Problem to work on: Repeat all the material exactly; pictures stay out of your copy.

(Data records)

[BEGIN]

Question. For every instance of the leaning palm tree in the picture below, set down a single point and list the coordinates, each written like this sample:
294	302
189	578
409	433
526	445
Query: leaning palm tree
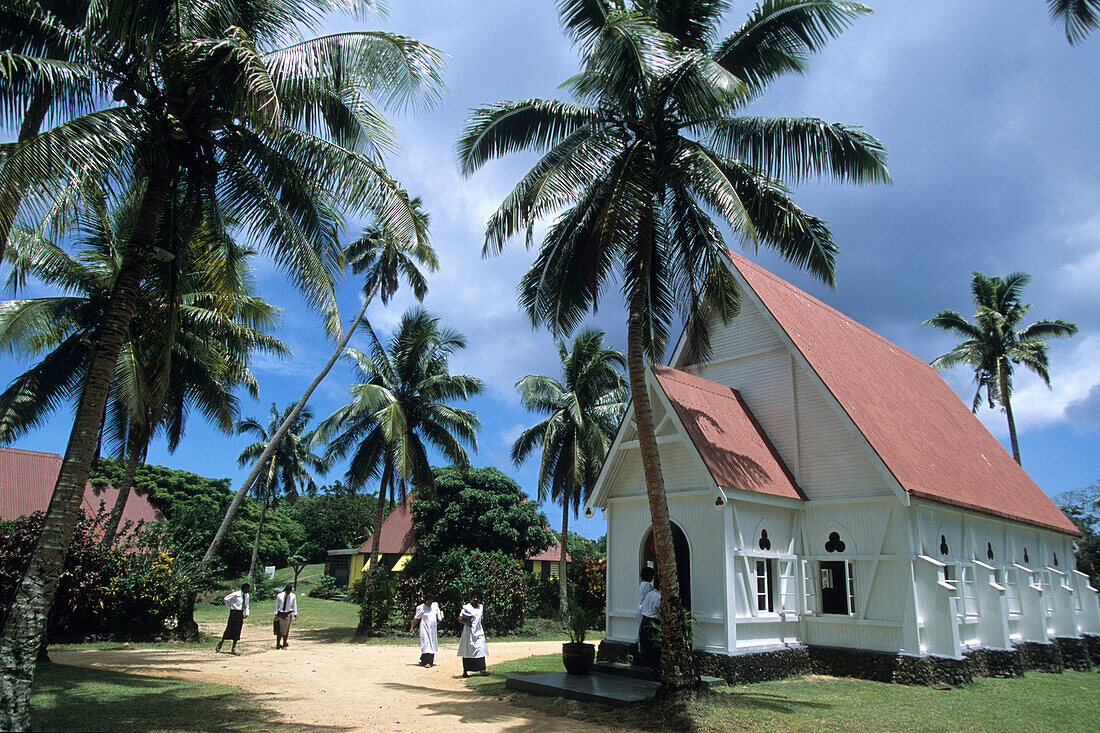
652	148
400	406
582	413
994	341
384	256
188	346
1079	17
223	108
288	467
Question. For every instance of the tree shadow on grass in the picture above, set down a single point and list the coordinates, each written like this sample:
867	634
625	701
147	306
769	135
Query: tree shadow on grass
87	699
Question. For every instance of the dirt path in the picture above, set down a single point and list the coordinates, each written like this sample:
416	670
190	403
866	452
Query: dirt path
345	687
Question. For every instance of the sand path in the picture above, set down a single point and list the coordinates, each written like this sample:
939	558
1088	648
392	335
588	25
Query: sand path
345	687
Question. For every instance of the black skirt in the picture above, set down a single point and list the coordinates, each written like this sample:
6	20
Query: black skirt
233	626
473	664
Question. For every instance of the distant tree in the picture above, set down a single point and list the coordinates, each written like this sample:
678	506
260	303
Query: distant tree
1080	17
477	509
289	463
581	415
400	405
996	342
333	520
1082	507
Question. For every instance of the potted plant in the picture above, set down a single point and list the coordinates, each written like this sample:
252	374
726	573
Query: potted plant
576	655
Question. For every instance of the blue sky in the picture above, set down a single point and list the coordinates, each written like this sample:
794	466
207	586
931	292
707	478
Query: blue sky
989	117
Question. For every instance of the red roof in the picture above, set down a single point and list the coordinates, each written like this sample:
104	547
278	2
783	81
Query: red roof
729	440
397	537
26	483
926	437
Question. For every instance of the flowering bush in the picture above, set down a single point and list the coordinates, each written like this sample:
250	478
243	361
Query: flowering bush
452	577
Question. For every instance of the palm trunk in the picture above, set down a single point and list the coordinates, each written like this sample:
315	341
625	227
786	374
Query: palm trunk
128	481
678	670
260	525
366	624
34	593
1007	402
234	505
562	582
11	196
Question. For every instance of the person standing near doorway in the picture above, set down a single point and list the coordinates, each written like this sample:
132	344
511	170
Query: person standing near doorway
428	615
650	615
286	611
238	604
472	646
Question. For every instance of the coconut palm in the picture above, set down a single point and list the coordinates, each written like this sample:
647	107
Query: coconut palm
1079	17
651	149
188	346
223	108
383	256
288	467
996	343
398	407
582	413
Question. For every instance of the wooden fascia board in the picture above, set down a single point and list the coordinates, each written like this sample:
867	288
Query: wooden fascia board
831	398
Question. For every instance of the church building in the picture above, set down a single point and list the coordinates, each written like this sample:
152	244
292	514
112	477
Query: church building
836	507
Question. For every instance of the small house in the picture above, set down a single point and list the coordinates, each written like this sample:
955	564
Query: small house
837	507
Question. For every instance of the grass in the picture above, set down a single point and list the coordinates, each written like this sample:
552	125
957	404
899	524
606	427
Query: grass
80	699
1036	702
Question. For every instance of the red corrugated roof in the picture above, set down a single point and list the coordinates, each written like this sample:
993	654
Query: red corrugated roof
729	440
26	483
397	536
924	434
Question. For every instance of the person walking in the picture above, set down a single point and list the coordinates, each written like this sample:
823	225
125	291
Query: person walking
428	615
238	604
286	611
650	615
472	646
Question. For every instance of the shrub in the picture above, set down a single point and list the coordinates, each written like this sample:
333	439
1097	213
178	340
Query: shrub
327	588
452	577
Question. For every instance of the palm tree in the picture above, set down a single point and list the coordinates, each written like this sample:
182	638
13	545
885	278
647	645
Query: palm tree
288	466
994	342
653	145
385	256
1080	17
582	415
222	108
188	345
397	409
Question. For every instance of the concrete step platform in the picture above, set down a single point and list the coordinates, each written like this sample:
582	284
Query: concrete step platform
604	689
641	673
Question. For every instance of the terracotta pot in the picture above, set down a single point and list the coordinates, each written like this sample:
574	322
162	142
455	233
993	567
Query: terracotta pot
578	657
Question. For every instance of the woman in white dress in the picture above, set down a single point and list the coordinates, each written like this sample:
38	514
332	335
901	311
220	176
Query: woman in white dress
472	646
428	615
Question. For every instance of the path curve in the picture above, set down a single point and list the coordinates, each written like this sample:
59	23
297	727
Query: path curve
349	687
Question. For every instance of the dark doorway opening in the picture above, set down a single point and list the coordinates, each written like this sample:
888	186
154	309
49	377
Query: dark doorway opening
835	586
683	567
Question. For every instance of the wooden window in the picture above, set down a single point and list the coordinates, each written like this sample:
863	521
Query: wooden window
763	577
788	587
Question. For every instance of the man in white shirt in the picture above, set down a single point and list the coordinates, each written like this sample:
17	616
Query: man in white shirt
238	603
286	611
650	615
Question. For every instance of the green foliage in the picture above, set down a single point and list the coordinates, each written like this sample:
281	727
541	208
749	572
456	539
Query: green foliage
132	591
333	521
1082	507
477	509
452	577
328	588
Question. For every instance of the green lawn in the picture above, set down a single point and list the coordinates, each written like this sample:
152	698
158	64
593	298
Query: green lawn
78	699
1036	702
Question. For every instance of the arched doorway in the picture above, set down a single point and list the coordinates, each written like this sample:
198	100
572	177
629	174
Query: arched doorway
683	566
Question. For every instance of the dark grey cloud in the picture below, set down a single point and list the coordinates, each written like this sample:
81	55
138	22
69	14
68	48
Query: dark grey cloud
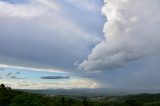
9	74
46	40
55	77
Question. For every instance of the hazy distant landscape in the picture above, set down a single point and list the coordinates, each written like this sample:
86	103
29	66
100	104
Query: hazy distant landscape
80	52
9	97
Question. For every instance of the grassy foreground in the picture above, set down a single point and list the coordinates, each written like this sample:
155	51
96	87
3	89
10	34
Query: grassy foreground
9	97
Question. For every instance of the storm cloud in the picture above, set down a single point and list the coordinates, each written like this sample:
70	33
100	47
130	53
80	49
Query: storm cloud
131	33
54	77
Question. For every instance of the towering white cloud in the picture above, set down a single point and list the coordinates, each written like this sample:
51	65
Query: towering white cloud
131	32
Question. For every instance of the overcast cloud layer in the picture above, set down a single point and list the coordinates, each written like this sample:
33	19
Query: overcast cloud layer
46	33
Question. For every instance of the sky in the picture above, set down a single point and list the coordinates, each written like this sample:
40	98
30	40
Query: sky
55	44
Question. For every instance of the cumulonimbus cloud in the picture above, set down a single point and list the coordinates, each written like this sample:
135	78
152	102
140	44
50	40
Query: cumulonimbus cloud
54	77
131	32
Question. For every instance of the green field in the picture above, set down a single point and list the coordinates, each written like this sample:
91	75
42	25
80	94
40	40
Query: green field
9	97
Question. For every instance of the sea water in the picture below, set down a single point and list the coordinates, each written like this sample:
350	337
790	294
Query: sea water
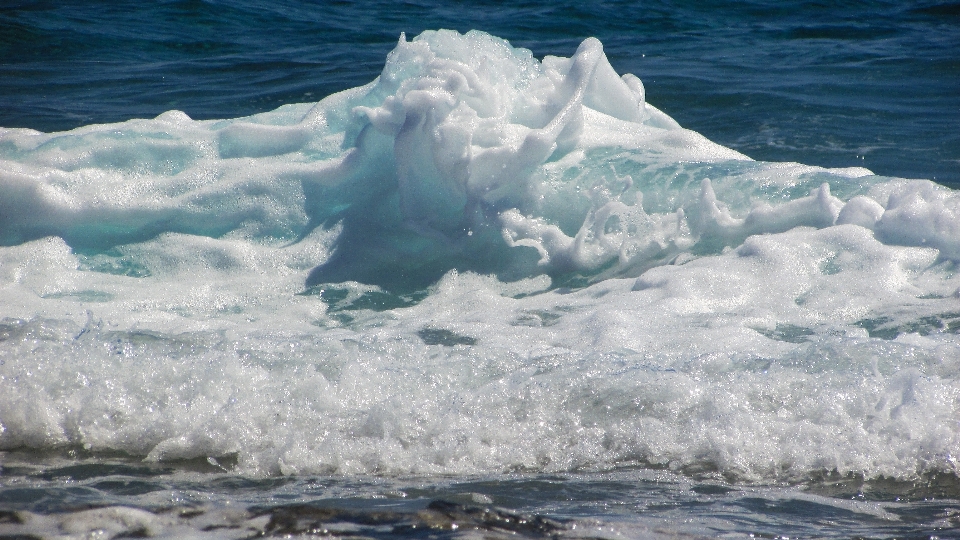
486	293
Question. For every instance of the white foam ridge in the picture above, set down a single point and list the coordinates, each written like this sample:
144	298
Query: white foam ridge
479	262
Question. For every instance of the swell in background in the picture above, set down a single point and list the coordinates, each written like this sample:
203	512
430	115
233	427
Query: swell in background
871	84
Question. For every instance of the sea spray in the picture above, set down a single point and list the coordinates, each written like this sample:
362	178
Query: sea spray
477	263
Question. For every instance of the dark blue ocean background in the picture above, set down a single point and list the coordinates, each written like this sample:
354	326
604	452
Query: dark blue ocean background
873	84
855	84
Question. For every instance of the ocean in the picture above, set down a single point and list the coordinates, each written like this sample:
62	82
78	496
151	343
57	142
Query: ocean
443	270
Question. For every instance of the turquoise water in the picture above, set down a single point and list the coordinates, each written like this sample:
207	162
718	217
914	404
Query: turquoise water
870	84
492	293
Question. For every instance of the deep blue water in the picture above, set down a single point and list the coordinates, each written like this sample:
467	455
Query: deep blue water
873	84
869	84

[END]

Completed task:
Question. For every instance of the leaning palm tree in the picture below, set down a single point and list the coordinates, each written like this sample:
294	302
189	578
409	433
526	445
Query: leaning palm tree
652	148
400	406
582	413
994	341
384	256
188	346
1079	17
223	108
288	467
Question. For every instance of the tree shadow on grass in the picture above, set down a single point and list the coordinates, each written like this sample:
867	634
625	701
147	306
769	135
Query: tree shadow on grass
87	699
Question. For every instance of the dirt path in the picture above, set down a single point and list the coordinates, each written like this sample:
416	670
190	403
866	452
Query: dirt path
345	687
Question. For every instance of the sand path in the picture above, set down a single point and list the coordinates, each written like this sample:
939	558
1088	648
392	335
588	25
Query: sand path
345	687
Question. For every instance of the black skirt in the picture above, set down a single point and list the coordinates, each written like this sample:
6	20
Query: black skirt
233	626
473	664
Question. For every instance of the distant tree in the picture above, set down a single point and list the coordinates, each written like this sample:
678	506
260	303
Query: distant tree
1080	17
477	509
289	463
581	415
400	405
996	342
333	520
1082	507
Question. For every instance of the potted plant in the picture above, set down a single point and list the coordinates, each written like this sample:
252	374
726	573
Query: potted plant
576	655
Question. For every instance of the blue sky in the picture above, set down a single point and list the coordinates, each written like this sample:
794	466
207	586
931	292
707	478
Query: blue sky
989	117
Question. For every instance of the red roof in the picture above, set down a single point and list the coordinates, each written like this sample:
104	547
278	2
783	81
Query: red roof
729	440
397	537
26	483
926	437
Question. For every instance of the flowering bush in the picture above, set down a single point and list the coordinates, each written like this sample:
250	478
243	361
Query: flowering bush
452	577
Question. For every instance of the palm trunk in the picture above, set down a single point and list the coordinates, each written like this sample:
315	341
625	227
786	374
Query: palm trunk
128	481
678	670
260	525
366	624
34	593
1007	402
234	505
562	582
11	196
Question. For every instance of the person standing near doorway in the picture above, set down a single point and list the coordinates, each written like this sample:
132	344
511	170
Query: person standing near doorway
428	615
650	615
286	611
238	604
472	646
Question. For every instance of the coconut palm in the picture above, set down a single point and list the coordinates, each written like this sample:
647	107
Query: coconut palm
1079	17
651	149
188	346
223	108
383	256
288	467
996	343
398	407
582	413
Question. For every instance of the wooden fascia board in the picture above, set down a single point and list the coordinates, each written like this sample:
867	288
Query: wooden fascia board
831	398
Question. For every instance of the church building in the picture above, set down a single point and list the coordinates, each written like this sample:
152	244
292	514
112	477
Query: church building
836	507
Question. For every instance of the small house in the picture above, set down a single point and list the coordinates, each written like this sample:
955	564
Query: small house
837	507
Question. For every instance of the grass in the picture above, set down a single point and list the coordinates, each written like this sample:
552	125
957	404
899	524
606	427
Query: grass
80	699
1036	702
Question. For every instance of the red corrugated roof in the picture above, set down a single point and list the coordinates, each written like this sample:
993	654
Query: red corrugated roof
729	440
26	483
397	536
924	434
Question. For every instance of the person walking in the picture above, set down a single point and list the coordinates, each written like this sample:
823	225
125	291
Query: person walking
428	615
238	604
286	611
650	615
472	646
Question. For every instance of the shrub in the picture above, set down a single point and list the coordinates, each written like this sample:
333	439
1097	213
178	340
Query: shrub
327	588
452	577
Question. For every instance of the palm tree in the picture above, set down a single point and list the coordinates, each written like this sample:
182	638
13	545
885	278
647	645
Query: palm tree
288	466
994	342
653	145
385	256
1080	17
582	415
222	108
188	345
397	409
Question. For every instance of the concrete step platform in the picture above, set down a single point and list the coordinates, each written like this sample:
582	284
Query: concrete step platform
604	689
641	673
Question. For every instance of the terracotta pot in the picture above, set down a single point and list the coordinates, each written like this sample:
574	322
162	142
455	233
993	567
Query: terracotta pot
578	657
Question. For every instance of the woman in white dress in the picture above, set down a single point and list the coordinates, each written like this sample:
38	514
332	335
901	311
220	176
Query: woman in white dress
472	646
428	615
Question. For every instance of the path curve in the picture above, set down a single point and list the coordinates, each written like this sample:
59	23
297	727
Query: path curve
349	687
Question. For every instance of the dark doorway opening in the picture above, set down a single point and list the coordinates, each written like this sample:
888	186
154	309
49	377
Query: dark doorway opening
835	586
683	567
Question. For every instance of the wooden window in the picture above, set down a single point and list the coordinates, each written like this sample:
863	521
Query: wooden window
763	577
788	587
Question. For every instance of the man in white shirt in the picture above, set down a single point and list the coordinates, each written like this sample:
17	616
Query: man in white shirt
238	603
286	611
650	615
Question. For every instance of the green foliage in the picture above, set down a single point and list the coordinates, each written like this sample:
281	727
541	208
749	572
456	539
Query: green foliage
132	591
333	521
1082	507
477	509
452	577
328	588
Question. For every instance of the green lawn in the picture above, set down a single point and list the coordinates, each written like this sample:
152	698
158	64
593	298
Query: green lawn
78	699
1036	702
Question. For every instance of the arched doorway in the picture above, set down a single point and list the coordinates, each written like this sample:
198	100
572	177
629	174
Query: arched doorway
683	566
Question. For every instance of the dark grey cloud in the picture below, set down a single point and list the coordinates, each written like this sample:
81	55
138	22
69	14
68	48
Query: dark grey cloud
9	74
46	40
55	77
Question. For every instance of the hazy distant landscape in the picture above, set down a single point and list the coordinates, each written like this sample:
86	103
29	66
100	104
Query: hazy distant landscape
80	52
9	97
Question. For every instance of the grassy foreground in the picture above, set down a single point and list the coordinates, each written like this sample:
155	51
96	87
3	89
10	34
Query: grassy foreground
9	97
Question. For every instance of the storm cloud in the picture above, set down a single point and list the coordinates, each written like this sample:
70	33
100	47
130	53
80	49
Query: storm cloud
131	33
54	77
Question. For every instance of the towering white cloud in the picture above, set down a single point and list the coordinates, each written like this sample:
51	65
Query: towering white cloud
131	32
Question. For every instance of the overcast cloud layer in the picture above, set down a single point and list the coordinates, each written like this sample:
33	19
Query: overcast cloud layer
46	33
Question. For every instance of the sky in the picture above, set down a single point and list the coordinates, each written like this sample:
40	98
30	40
Query: sky
55	44
Question. For every instance of the cumulonimbus cloud in the picture above, set down a single point and list the coordinates, each written like this sample:
135	78
152	102
140	44
50	40
Query: cumulonimbus cloud
54	77
131	32
Question. For every instance of the green field in the picture above, set down a single point and list the coordinates, each written like this sample:
91	75
42	25
80	94
40	40
Query: green field
9	97
Question. For every instance of the sea water in the picture below, set down a single point and list the coordinates, each written like this sample:
350	337
790	294
Query: sea water
486	293
Question. For every instance of the white foam ridge in the picture above, set down a single point and list the coordinates, each written like this sample:
144	298
Query: white foam ridge
479	262
Question. For every instance of the swell in background in the picture above, set down a single point and list the coordinates, each written like this sample:
203	512
430	115
233	427
Query: swell in background
871	84
Question. For every instance of the sea spray in the picture above, set down a single point and list the coordinates, each written like this sample:
362	178
Query: sea spray
477	263
Question. For every instance of the dark blue ocean background in the picture above, set down a single point and list the coordinates, each written like this sample:
354	326
604	452
Query: dark blue ocean background
873	84
855	84
Question. For every instance of the ocean in the picture above, set down a single point and list the coordinates, each written like this sample:
62	82
78	496
151	343
57	142
Query: ocean
443	270
Question. For every instance of the turquoise water in the picture above, set down a single point and list the coordinates, each written like this sample:
207	162
718	217
914	404
Query: turquoise water
870	84
492	293
Question. For every instance of the deep blue water in the picture above, set down a single point and list the coordinates, each written like this sample:
467	455
Query: deep blue water
873	84
869	84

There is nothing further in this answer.